== DATA LINES ==
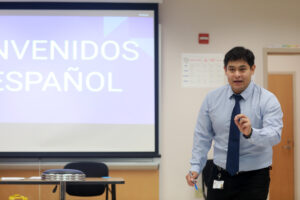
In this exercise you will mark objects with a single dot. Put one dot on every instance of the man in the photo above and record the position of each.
(245, 121)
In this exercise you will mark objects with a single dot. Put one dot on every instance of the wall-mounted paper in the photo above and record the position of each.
(202, 70)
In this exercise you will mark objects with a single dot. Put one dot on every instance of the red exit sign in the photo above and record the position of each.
(203, 38)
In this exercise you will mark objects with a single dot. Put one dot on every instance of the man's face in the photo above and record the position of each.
(239, 75)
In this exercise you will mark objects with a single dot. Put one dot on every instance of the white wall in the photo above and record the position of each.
(254, 24)
(290, 64)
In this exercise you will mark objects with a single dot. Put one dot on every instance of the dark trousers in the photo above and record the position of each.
(252, 185)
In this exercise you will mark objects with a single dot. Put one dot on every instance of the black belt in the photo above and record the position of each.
(220, 169)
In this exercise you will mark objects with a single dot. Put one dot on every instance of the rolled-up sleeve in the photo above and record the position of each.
(203, 136)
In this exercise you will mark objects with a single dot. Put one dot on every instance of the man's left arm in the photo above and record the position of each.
(270, 133)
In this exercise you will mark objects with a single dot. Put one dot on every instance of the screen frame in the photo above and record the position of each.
(95, 6)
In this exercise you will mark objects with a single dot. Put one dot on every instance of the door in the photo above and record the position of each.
(282, 174)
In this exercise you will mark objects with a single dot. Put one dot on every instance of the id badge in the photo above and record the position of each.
(218, 184)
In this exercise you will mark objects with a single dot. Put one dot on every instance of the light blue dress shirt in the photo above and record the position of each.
(264, 112)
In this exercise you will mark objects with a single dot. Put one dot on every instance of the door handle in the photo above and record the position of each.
(287, 146)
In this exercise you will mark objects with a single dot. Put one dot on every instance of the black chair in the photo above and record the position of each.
(206, 176)
(91, 169)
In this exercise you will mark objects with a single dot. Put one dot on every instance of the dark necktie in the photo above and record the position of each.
(232, 164)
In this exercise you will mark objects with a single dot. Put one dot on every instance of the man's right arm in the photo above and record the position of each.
(203, 136)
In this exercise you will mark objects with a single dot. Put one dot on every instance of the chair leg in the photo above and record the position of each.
(106, 191)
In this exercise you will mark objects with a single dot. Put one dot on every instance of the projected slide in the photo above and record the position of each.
(86, 77)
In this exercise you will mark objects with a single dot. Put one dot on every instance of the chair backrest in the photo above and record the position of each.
(91, 169)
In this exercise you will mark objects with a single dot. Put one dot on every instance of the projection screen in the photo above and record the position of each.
(78, 79)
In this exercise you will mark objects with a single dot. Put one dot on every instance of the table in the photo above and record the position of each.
(62, 192)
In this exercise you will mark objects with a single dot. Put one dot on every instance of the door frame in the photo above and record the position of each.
(283, 51)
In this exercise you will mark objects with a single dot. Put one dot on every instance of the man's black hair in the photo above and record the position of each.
(239, 53)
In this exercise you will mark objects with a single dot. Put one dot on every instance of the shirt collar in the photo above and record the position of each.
(245, 94)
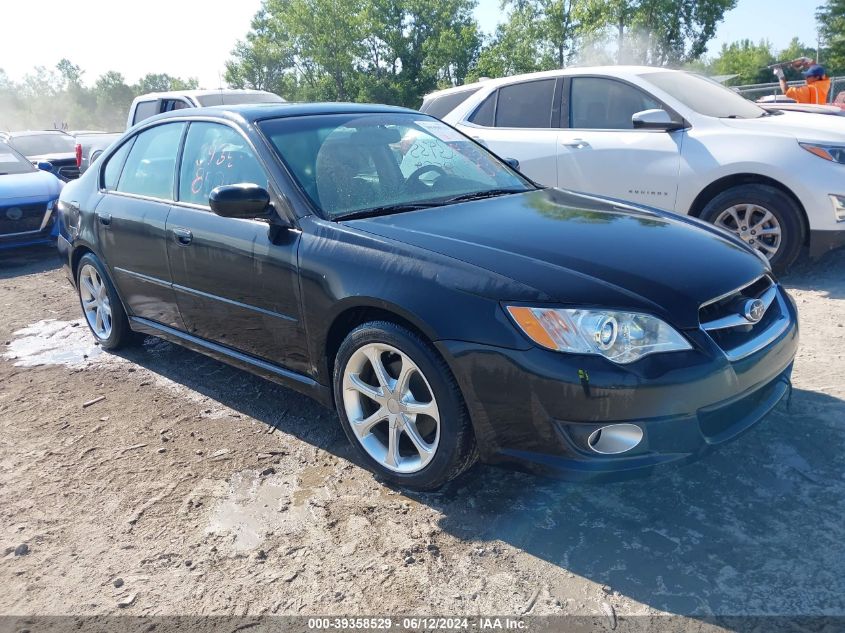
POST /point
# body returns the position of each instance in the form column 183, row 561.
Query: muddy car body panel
column 279, row 294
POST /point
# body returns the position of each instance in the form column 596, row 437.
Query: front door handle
column 183, row 236
column 577, row 143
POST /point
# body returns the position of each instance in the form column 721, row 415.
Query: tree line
column 59, row 98
column 396, row 51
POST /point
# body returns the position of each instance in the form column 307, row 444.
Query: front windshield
column 704, row 95
column 39, row 144
column 13, row 163
column 349, row 164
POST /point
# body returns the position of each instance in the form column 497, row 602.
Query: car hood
column 576, row 249
column 33, row 185
column 804, row 126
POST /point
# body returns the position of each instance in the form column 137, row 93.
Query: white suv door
column 519, row 121
column 601, row 152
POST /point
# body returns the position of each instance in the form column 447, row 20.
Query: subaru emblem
column 753, row 310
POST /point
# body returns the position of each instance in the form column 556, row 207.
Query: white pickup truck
column 668, row 139
column 90, row 146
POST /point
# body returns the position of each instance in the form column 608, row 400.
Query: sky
column 193, row 38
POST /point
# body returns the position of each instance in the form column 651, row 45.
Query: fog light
column 615, row 438
column 838, row 207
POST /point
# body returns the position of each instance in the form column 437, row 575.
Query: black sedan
column 380, row 261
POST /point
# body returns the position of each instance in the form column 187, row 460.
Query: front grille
column 724, row 321
column 25, row 218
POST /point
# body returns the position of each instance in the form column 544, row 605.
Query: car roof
column 609, row 71
column 262, row 111
column 199, row 93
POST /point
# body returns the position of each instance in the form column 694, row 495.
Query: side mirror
column 655, row 120
column 245, row 201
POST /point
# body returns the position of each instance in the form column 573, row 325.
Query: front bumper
column 47, row 234
column 823, row 241
column 535, row 409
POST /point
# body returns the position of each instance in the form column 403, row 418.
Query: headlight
column 622, row 337
column 838, row 207
column 833, row 153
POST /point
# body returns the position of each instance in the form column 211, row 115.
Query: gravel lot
column 201, row 489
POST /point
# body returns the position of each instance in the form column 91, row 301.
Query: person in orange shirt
column 816, row 90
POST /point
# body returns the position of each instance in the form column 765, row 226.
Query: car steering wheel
column 413, row 181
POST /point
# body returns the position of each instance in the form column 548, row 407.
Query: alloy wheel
column 755, row 225
column 95, row 301
column 391, row 408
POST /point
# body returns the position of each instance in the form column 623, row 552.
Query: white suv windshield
column 703, row 95
column 349, row 164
===
OBJECTIVE: Every line is to be duplicated exactly, though pictures stay out.

THE SOLUTION:
In this exercise you will mark objects with a single dot. Put one dot on every instance of the man in the photo above and record the position of each.
(245, 121)
In this exercise you will mark objects with a single dot. Put one dot on every instance of the wall-mounted paper in the photo above and record the position of each.
(202, 70)
In this exercise you will mark objects with a single dot. Put one dot on every instance of the red exit sign in the photo above and record the position of each.
(203, 38)
In this exercise you will mark objects with a single dot. Put one dot on every instance of the man's face in the photo above and record the position of each.
(239, 75)
In this exercise you will mark objects with a single dot. Put one dot on every instance of the white wall in the photo above and record the position of each.
(254, 24)
(290, 64)
In this exercise you will mark objects with a single dot. Put one dot on every instance of the dark trousers in the photo above and record the position of each.
(252, 185)
In this exercise you will mark objects with a single dot. Put one dot on every instance of the black belt in the photo above and record the position of each.
(220, 169)
In this exercise you will mark objects with a single dot. Put one dot on every instance of the rolled-up sleeve in the photo above and record the position of each.
(203, 136)
In this exercise you will mark objects with a single dot. Put one dot on every instance of the man's left arm in the photo above and record the position of each.
(270, 133)
In this exercise you will mark objects with a single dot. Put one dot on every instance of the screen frame in the photo above and record the position of each.
(95, 6)
In this exercise you will mark objects with a single dot. Put one dot on every instance of the door in the photo above and record the position of each.
(282, 174)
In this exercise you will mark objects with a single dot. Put one dot on every instance of the id badge in the photo above and record the position of each.
(218, 184)
In this exercise you will mark objects with a single dot. Put one dot on every instance of the light blue dress shirt in the photo above and record the position of each.
(264, 112)
In this exercise you will mark objects with a single dot. Put one dot on every instance of the door handle in the photo above and record the position of each.
(287, 146)
In this exercise you will mark objects with a single dot. Put one dot on every instance of the black chair in the photo above and record the position of each.
(206, 176)
(91, 169)
In this exercise you will mark objects with a single dot. Put one dot on every instance of the dark necktie in the photo above and record the position of each.
(232, 164)
In this exercise you will mark objects with a single dot. Put one dot on every instance of the man's right arm in the photo above and record the position of each.
(203, 136)
In this exercise you will mark objects with a single dot. Put one dot on every instance of the chair leg in the photo above and record the position of each.
(106, 191)
In this exercise you will mark objects with a single dot. Put one dot on every instance of the projected slide in the photo above and record the position of each.
(86, 77)
In this exercise you will mark objects with a single dot. Put one dot on every instance of the chair backrest in the photo above and record the position of each.
(91, 169)
In this exercise you will mark objects with a single dot. Put one dot on every instance of the projection screen in the photo above and record the position of each.
(78, 79)
In this exercise you will mark objects with a single dot. Put one dot on every instance of the table in the photo above and record the position of each.
(62, 192)
In this exercise you will mark objects with a single dot. Put one dot on every instance of the door frame in the photo above and record the position of each.
(283, 51)
In this exercise you will mark objects with a single dot. Put one dot on every instance of the man's black hair in the photo above and record the position of each.
(239, 53)
In this exercise you will mark objects with a single dot. Put one dot on every instance of the shirt collar in the photo above and record the position of each.
(245, 94)
POST /point
# body returns the position of each instance in the form column 183, row 561.
Query: muddy car body panel
column 279, row 294
POST /point
# body returns the position of each instance in the form column 596, row 437.
Query: front door handle
column 183, row 236
column 577, row 143
POST /point
# body returns the position of each instance in the form column 721, row 415.
Query: tree line
column 59, row 98
column 396, row 51
POST /point
# body returns the position of each instance in the form column 307, row 444.
Query: front windshield
column 704, row 95
column 39, row 144
column 13, row 163
column 349, row 164
POST /point
# body returns the position of each instance in the form column 497, row 602.
Query: car hood
column 576, row 249
column 33, row 185
column 804, row 126
POST /point
# body returns the position of each instance in the form column 137, row 93.
Query: white suv door
column 519, row 121
column 601, row 152
POST /point
# body returns the position of each instance in the form column 447, row 20.
Query: subaru emblem
column 753, row 310
POST /point
# body returns the position of each instance in the form column 556, row 207.
Query: white pickup truck
column 668, row 139
column 90, row 146
POST /point
# body returns the position of each instance in the form column 608, row 400.
Query: sky
column 193, row 38
POST /point
# body returns the position of each instance in the form column 651, row 45.
Query: fog light
column 615, row 438
column 838, row 207
POST /point
# body returns the position of each instance in the form column 437, row 575.
Query: black sedan
column 380, row 261
POST /point
# body returns the position of each instance in the form column 187, row 460.
Query: front grille
column 724, row 321
column 25, row 218
POST /point
# body returns the position of each instance in the form column 544, row 605.
Query: car roof
column 609, row 71
column 262, row 111
column 199, row 93
POST /point
# body returns the position of each instance in the form column 694, row 495.
Query: side mirror
column 655, row 120
column 245, row 201
POST /point
# body returns the position of each instance in the form column 573, row 325.
Query: front bumper
column 47, row 234
column 823, row 241
column 535, row 409
POST /point
# body returns the position of each instance in the form column 403, row 418.
Query: headlight
column 622, row 337
column 838, row 207
column 833, row 153
POST /point
# body returns the position of each instance in the form column 211, row 115.
Query: gravel lot
column 201, row 489
POST /point
# body returns the position of each instance in the form column 91, row 301.
Query: person in orange shirt
column 816, row 90
POST /point
# body returns the position of each instance in the form column 765, row 226.
Query: car steering wheel
column 413, row 181
POST /point
# body returns the position of each instance in the form column 548, row 407.
Query: alloy wheel
column 755, row 225
column 95, row 301
column 391, row 408
POST /point
# body returns the position of each instance in the form column 623, row 552.
Query: white suv windshield
column 703, row 95
column 349, row 164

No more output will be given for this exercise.